◆ **What you will do**
Which lines in the entries below contain the string "seat", with case counting? Pull out each of those lines.

============================================================

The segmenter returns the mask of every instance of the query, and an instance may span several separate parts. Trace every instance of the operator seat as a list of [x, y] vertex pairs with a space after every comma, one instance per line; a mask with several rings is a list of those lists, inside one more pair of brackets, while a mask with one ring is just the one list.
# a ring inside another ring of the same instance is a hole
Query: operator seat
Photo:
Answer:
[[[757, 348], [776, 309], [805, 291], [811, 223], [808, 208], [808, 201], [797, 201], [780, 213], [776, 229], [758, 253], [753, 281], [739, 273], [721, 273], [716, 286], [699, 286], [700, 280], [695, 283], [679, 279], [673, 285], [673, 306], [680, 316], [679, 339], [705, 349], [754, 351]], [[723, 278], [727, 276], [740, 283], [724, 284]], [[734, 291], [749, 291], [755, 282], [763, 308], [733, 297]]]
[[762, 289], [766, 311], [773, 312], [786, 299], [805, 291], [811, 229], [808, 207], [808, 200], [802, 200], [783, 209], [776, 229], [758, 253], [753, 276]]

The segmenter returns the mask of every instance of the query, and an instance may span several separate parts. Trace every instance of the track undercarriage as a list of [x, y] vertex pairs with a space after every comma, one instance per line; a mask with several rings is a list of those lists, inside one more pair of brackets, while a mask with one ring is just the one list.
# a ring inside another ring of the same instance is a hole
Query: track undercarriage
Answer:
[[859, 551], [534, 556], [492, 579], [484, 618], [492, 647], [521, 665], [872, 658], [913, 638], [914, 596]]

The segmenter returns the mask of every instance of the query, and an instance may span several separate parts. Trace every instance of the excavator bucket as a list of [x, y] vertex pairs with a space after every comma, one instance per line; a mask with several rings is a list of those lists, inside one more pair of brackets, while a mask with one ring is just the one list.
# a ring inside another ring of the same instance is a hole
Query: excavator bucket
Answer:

============================================================

◆ **Exercise solution**
The segmenter returns the mask of every instance of the query, and an instance may span several separate parts. Trace every instance of the operator seat as a list of [x, y] vertex pairs with a space after every comma, one instance per line; a mask with several rings is a list of those lists, inside one more pair of brackets, while a mask with one ring is just the one list.
Query: operator seat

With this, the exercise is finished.